start

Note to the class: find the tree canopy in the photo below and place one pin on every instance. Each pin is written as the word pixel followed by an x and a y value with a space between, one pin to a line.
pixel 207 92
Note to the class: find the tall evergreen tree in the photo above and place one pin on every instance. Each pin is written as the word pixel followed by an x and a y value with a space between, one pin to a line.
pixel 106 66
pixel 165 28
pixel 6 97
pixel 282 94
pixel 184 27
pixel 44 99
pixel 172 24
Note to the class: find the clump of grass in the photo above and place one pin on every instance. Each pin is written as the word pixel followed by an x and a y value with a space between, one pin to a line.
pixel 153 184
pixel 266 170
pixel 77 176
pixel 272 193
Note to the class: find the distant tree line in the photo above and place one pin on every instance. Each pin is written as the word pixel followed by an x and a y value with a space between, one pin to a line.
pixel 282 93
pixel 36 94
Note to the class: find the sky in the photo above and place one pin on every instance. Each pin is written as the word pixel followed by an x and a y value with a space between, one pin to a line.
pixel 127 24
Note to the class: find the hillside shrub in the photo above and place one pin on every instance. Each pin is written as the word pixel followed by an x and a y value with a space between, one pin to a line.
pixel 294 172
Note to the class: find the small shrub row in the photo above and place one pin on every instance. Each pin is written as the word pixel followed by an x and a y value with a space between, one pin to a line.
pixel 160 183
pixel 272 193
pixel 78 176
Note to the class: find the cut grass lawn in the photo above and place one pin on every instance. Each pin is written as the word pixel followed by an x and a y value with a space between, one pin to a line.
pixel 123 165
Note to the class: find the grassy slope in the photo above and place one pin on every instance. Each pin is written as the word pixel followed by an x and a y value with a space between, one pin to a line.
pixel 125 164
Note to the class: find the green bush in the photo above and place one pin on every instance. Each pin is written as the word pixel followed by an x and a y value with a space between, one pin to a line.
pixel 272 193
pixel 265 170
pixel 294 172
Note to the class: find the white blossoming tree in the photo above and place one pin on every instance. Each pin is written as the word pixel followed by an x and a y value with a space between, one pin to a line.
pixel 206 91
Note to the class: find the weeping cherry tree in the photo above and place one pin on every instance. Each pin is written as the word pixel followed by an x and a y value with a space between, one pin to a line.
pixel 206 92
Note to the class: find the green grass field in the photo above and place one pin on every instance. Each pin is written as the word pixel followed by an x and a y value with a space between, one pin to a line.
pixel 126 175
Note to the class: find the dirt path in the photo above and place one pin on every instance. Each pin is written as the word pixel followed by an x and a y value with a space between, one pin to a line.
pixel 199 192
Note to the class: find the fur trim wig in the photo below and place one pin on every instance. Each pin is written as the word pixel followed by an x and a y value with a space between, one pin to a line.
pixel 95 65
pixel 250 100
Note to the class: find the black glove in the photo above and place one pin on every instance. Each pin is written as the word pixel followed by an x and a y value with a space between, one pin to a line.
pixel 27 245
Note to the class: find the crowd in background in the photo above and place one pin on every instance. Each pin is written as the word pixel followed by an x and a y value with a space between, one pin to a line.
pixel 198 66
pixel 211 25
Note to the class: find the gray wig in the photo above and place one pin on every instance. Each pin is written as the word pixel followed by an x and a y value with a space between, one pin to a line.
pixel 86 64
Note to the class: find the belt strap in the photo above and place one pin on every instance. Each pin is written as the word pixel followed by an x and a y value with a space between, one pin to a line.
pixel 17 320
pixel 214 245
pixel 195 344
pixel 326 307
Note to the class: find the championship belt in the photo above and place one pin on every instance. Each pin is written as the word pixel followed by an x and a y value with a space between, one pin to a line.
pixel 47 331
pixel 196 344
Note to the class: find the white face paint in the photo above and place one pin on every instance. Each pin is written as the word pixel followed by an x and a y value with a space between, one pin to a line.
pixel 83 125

end

- _Task instructions_
Copy all of the data above word for word, keeping every line in its original order.

- _Result of the task_
Note to the class: find the tree canopy in the photo below and place one pin on every instance. Each pin is written as the word pixel followed by an x and a y value with a space between, one pin to a line.
pixel 207 92
Note to the class: find the tall evergreen tree in the photo above and place one pin on every instance. Each pin is written as the word pixel followed by an x and a y value with a space between, one pin to a line.
pixel 106 66
pixel 165 28
pixel 6 97
pixel 282 94
pixel 184 27
pixel 44 99
pixel 172 24
Note to the class: find the clump of grass in the photo above and place one pin on every instance. Each pin is written as the word pixel followed by an x and a y value with a space between, one pin to a line.
pixel 153 184
pixel 266 170
pixel 77 176
pixel 272 193
Note to the class: find the distant tree line in the photo above and place one pin on every instance. Each pin is written as the word pixel followed by an x and a y value with a space between, one pin to a line.
pixel 282 93
pixel 36 94
Note to the class: find the sky in the photo above and place one pin on every instance. Each pin is written as the word pixel followed by an x and a y value with a space between, one pin to a line.
pixel 127 24
Note to the class: find the hillside shrub in the photo above and place one pin on every instance. Each pin is written as the word pixel followed by an x and a y value with a space between, one pin to a line.
pixel 294 172
Note to the class: find the small shrub row in the photo above and place one pin on every instance. Each pin is written as the word pixel followed by an x and a y value with a space between, one pin to a line.
pixel 160 183
pixel 272 193
pixel 78 176
Note to the class: find the cut grass lawn in the photo above and place one pin on every instance. Each pin is written as the word pixel followed by an x and a y value with a space between, one pin to a line.
pixel 123 165
Note to the class: find the grassy slope in the photo above and place one pin on every instance. Each pin is written as the word pixel followed by an x and a y value with a space between, one pin to a line.
pixel 125 164
Note to the class: find the green bush in the photo above and place one pin on every instance. Each pin is written as the word pixel followed by an x and a y value with a space between, one pin to a line.
pixel 272 193
pixel 265 170
pixel 294 172
Note to the class: find the white blossoming tree in the photo above and place one pin on every instance. Each pin is written as the word pixel followed by an x and a y value with a space between, one pin to a line.
pixel 206 91
Note to the class: find the weeping cherry tree in the photo above and place one pin on every instance. Each pin is written as the word pixel followed by an x and a y value with a space between, one pin to a line.
pixel 206 92
Note to the class: find the green grass field in the photo above and place one pin on every instance. Each pin is written as the word pixel followed by an x and a y value with a space between, one pin to a line.
pixel 126 175
Note to the class: find the dirt path in the photo above and place one pin on every instance. Each pin is written as the word pixel followed by an x and a y value with a space between, one pin to a line.
pixel 199 192
Note to the class: find the fur trim wig in the photo below and place one pin on every instance. Each pin is written as the word pixel followed by an x and a y value with a space between, one pin to a line.
pixel 95 65
pixel 250 100
Note to the class: find the black glove in the photo above and place one pin on every instance. Each pin is written as the word pixel followed by an x and a y value with a space between, one pin to a line.
pixel 27 245
Note to the class: find the crowd in background in the photo above and place one pin on every instance. Each pin is written as the word pixel followed by an x and a y value with a space between, one pin to a line.
pixel 198 66
pixel 211 25
Note to the class: find the gray wig in the photo above and place one pin on every instance. Each pin is written as the word pixel followed by an x and a y value with a space between, one pin to a line.
pixel 86 64
Note to the class: find the belt strap in the photo above and place one pin on every instance. Each pin is written as the word pixel followed by an x and a y value with a space between, one pin to a line.
pixel 17 320
pixel 214 245
pixel 195 344
pixel 326 307
Note to the class: find the championship belt in the photo above and place one pin on every instance. Each pin is written as the word pixel followed by an x and a y value with a space between, one pin to a line.
pixel 47 331
pixel 196 344
Note to the class: find the white face paint in the photo above and place one pin on every instance. Each pin is written as the word pixel followed by an x and a y value with a space between, one pin to a line.
pixel 83 125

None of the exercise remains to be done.